____ SOURCE TEXT
• The VOIDRUNNER'S CODEX is coming! Explore new worlds, fight oppressive empires, fend off fearsome aliens, and wield deadly psionics with this comprehensive boxed set expansion for 5E and A5E!

Stopping the "extended rest after every encounter"

Leatherhead said:
Quick question: What class was the character who was down to half of their healing surges playing and exactly how many surges did they have left?

Good question. I think it was either the Cleric or Warlord, both of whom got beaten up badly, and they'd have 4 left from the 8 they started with. The Cleric actually went to -8 at one point so it's probably him. The team didn't do a good job of protecting him (he also didn't help by getting closer than he needed)... the monsters saw an opening, a dragonshield came up to his front side and whacked him, and the Kobold Skirmisher came in behind and flanked him, for a large attack that put him under.
 

log in or register to remove this ad

katahn

First Post
I really like the idea of houseruling the chances of getting dailies back based on how many encounters the group had. Another good idea was the addition of bonus experience for completing time-sensitive objectives. The former removes the incentive to recreate the 3e "5 minute workday" and the latter rewards them for being bold.

I was already thinking of instituting something like the first idea in my game. After each encounter there would be a 1 in 6 chance for each used daily power to refresh and become available again and a 3 in 6 chance for them to regain a spent action point. Both of these rolls would require that the group has taken an extended rest sometime in the prior 24 hours though.

The idea is to make it clear to the players that the "5 minute workday" is gone and they won't be rewarded for it; then to add rewards when they are daring and take chances.
 

bardolph

First Post
katahn said:
I really like the idea of houseruling the chances of getting dailies back based on how many encounters the group had. Another good idea was the addition of bonus experience for completing time-sensitive objectives. The former removes the incentive to recreate the 3e "5 minute workday" and the latter rewards them for being bold.

I was already thinking of instituting something like the first idea in my game. After each encounter there would be a 1 in 6 chance for each used daily power to refresh and become available again and a 3 in 6 chance for them to regain a spent action point. Both of these rolls would require that the group has taken an extended rest sometime in the prior 24 hours though.

The idea is to make it clear to the players that the "5 minute workday" is gone and they won't be rewarded for it; then to add rewards when they are daring and take chances.
________
____ RECORDS TO PROCESS
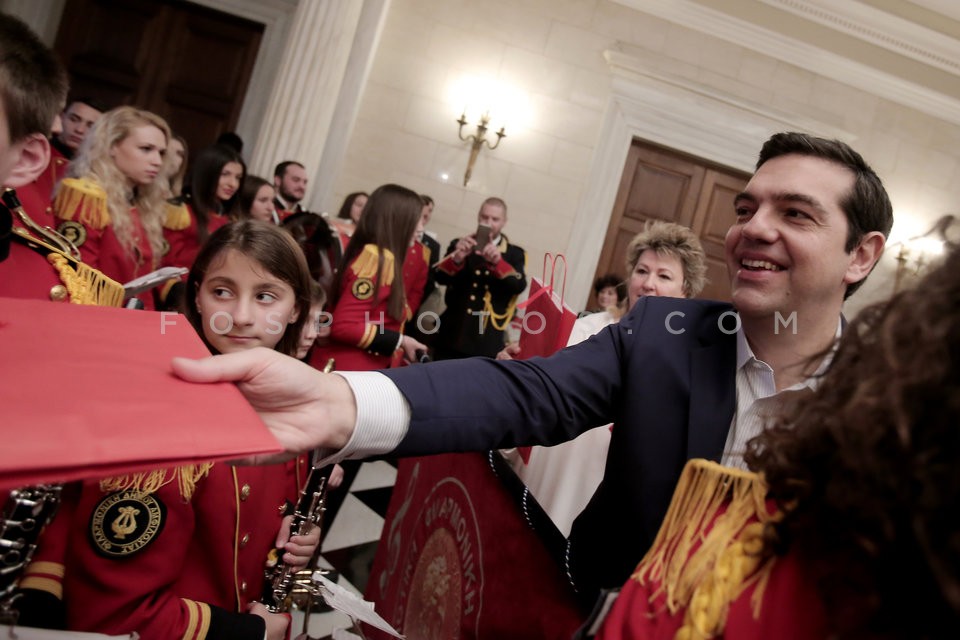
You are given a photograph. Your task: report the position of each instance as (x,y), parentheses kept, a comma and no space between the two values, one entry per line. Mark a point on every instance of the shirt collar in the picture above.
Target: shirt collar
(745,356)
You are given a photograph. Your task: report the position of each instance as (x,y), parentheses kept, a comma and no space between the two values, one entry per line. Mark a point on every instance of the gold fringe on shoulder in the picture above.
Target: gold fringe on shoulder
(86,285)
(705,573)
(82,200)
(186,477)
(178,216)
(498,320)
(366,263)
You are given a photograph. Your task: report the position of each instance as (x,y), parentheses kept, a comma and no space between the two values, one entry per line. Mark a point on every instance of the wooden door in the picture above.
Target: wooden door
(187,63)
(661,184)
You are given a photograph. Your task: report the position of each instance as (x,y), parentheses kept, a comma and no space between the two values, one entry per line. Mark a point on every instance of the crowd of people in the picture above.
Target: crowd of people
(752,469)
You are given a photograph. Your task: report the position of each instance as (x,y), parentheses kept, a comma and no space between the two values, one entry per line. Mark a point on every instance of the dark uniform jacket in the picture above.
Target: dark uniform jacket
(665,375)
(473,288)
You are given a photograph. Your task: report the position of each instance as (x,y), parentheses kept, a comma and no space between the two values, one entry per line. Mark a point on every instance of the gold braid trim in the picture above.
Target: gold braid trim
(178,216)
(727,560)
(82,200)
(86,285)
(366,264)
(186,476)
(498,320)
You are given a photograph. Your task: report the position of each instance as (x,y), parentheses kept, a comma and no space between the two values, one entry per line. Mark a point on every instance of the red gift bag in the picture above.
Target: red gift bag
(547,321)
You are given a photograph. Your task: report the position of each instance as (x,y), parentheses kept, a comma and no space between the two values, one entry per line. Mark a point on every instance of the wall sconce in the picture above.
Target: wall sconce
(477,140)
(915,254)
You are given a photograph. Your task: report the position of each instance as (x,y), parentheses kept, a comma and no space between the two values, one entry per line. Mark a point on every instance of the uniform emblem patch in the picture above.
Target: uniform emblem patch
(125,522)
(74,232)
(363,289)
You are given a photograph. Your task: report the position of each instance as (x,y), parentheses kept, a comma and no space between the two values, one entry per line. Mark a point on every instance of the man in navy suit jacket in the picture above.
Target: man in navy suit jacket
________
____ RECORDS TO PROCESS
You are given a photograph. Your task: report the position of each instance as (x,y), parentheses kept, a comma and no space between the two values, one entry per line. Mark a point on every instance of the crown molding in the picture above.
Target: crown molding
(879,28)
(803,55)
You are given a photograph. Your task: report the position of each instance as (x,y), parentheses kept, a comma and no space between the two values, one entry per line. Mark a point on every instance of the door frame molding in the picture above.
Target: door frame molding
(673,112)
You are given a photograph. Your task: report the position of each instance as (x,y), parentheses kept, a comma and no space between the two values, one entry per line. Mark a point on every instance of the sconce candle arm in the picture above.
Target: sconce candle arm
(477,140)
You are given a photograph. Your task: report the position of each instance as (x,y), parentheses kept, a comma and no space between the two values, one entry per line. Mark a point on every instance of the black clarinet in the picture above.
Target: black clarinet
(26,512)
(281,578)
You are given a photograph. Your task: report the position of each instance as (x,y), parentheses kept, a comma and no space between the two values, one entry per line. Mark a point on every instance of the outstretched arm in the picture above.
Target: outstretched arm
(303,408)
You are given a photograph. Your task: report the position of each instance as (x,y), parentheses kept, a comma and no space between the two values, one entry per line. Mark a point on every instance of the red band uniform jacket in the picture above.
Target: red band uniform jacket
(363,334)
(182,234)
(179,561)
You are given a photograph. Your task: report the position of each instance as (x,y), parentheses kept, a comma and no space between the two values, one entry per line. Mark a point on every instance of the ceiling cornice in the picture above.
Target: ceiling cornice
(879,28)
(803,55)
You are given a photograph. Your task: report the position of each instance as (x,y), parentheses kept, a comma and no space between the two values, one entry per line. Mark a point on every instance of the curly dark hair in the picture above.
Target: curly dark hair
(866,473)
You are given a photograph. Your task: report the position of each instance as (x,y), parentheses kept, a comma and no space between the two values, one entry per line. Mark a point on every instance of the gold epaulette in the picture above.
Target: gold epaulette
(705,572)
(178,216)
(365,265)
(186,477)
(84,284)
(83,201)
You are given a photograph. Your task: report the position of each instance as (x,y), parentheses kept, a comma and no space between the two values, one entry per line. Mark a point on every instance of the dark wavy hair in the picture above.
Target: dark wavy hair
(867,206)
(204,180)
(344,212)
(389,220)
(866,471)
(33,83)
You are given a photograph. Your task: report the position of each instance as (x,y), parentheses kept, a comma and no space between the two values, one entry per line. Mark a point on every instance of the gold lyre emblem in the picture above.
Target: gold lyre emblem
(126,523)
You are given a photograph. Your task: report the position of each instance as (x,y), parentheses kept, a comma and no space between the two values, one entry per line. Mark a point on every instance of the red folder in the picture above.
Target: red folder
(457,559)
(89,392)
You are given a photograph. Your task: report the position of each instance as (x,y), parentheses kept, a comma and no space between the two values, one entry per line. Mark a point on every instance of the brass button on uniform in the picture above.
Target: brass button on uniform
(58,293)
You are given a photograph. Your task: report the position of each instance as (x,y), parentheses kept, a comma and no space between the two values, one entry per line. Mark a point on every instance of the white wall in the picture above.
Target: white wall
________
____ RECORDS TO PROCESS
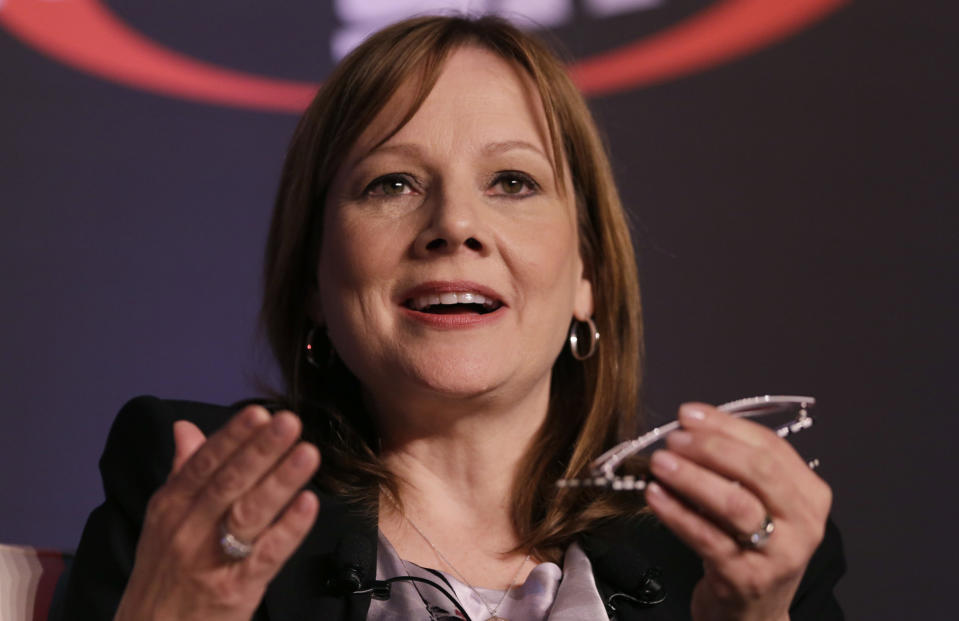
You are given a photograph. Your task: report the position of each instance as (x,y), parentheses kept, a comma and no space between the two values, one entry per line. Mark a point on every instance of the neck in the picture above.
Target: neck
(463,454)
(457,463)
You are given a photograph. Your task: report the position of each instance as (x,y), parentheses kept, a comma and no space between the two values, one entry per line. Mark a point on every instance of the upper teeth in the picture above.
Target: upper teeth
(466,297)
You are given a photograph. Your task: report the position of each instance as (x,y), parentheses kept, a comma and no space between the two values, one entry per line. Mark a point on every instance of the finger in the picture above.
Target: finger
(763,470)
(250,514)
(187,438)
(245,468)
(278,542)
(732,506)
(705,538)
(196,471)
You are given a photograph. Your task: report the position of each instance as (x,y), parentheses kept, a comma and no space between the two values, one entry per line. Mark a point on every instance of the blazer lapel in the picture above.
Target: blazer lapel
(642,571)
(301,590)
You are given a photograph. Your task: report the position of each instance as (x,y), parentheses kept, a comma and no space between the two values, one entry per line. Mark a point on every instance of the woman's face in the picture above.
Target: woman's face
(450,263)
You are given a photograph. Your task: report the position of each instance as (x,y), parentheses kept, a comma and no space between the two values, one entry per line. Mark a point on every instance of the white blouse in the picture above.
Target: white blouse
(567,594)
________
### CHALLENGE 1
Which lines in the entries contain the string "suit"? Copy out each of those lines, treating uppercase and lowercase as different.
### CHALLENGE 2
Could you carry the forum thread about extended rests forward, starting right after its final sentence?

### TASK RESULT 1
You are given a photograph. Your task: report the position of each instance as (x,y), parentheses kept, a comma and no space between the two values, one entry per line. Mark a point on every instance of the man in navy suit jacket in the picture above.
Target: man in navy suit jacket

### TASK RESULT 2
Of course it's up to you, but the mechanical solution seems a bit harsh to me. I think it's better to use reward incentives for the behavior you wish to reward. Offer a bonus of extra XP and treasure when they complete the adventure in a short period of time. That way, they have an interesting choice to make: do we press on for greater glory, or take it slow and steady for a smaller reward?
 

katahn

First Post
bardolph said:
Of course it's up to you, but the mechanical solution seems a bit harsh to me. I think it's better to use reward incentives for the behavior you wish to reward. Offer a bonus of extra XP and treasure when they complete the adventure in a short period of time. That way, they have an interesting choice to make: do we press on for greater glory, or take it slow and steady for a smaller reward?

Actually I was looking at my rule variation as being more generous by allowing the possibility of being able to use a daily more often at the cost of perhaps not getting it refreshed overnight. Although in fairness it is honestly only a possibility I've been chewing over in my mind.

I do agree the best approach is to hand out rewards when your players do things "appropriately" and then give them nothing when they don't. However, if the players are so absolutely married to the 5 minute workday that they won't try the riskier path for better rewards then some sort of corrective response is needed.

The spirit of the game is "3-4 encounters then an extended rest gets dailies recharged" and if the players are abusing the spirit by gaming the RAW then a DM correction of some kind is needed. Maybe talking to the players OOCly will work, maybe letting them know they'll get XP bonuses will work, or maybe temporarily nerfing how an extended rest returns dailies will work.
 

wrshamilton

First Post
First encounter of the day is 80% xp, second is 100%, anything after is 120%? Numbers might need rejiggering, but I'd imagine something like that, while being a little bit of a sledgehammer, might encourage the players towards bravery without derailing them totally if they opt for caution.
 

wrshamilton said:
First encounter of the day is 80% xp, second is 100%, anything after is 120%? Numbers might need rejiggering, but I'd imagine something like that, while being a little bit of a sledgehammer, might encourage the players towards bravery without derailing them totally if they opt for caution.
Works better if all your encounters are roughly the same XP value. If XP value for 1 & 3 are vastly different, you'll wind up getting out of sync pretty fast. "Better make sure we have two easy encounters before that boss so we can get extra XP from him!"
 


Tervin

First Post
When writing and preparing for 4E adventures I have felt a problem that is almost the opposite. I am not worried that my players will want to take too many rests. The stories we play out tend to be paced so that we very seldom have several combat encounters in a row, but when they are the players are fine with following the intentions of the story and being heroic enough to press on.

The problem I am working with is planning for about half the encounters being combat in a game that is created so that you can easily fit in four fights in a day... the campaign easily turns silly with the speed the characters are gaining levels if you look at in game time. If you also consider that we normally play what I think will be translated into 2-3 encounter sessions at a time, playing through a single in game day would take about 3 sessions.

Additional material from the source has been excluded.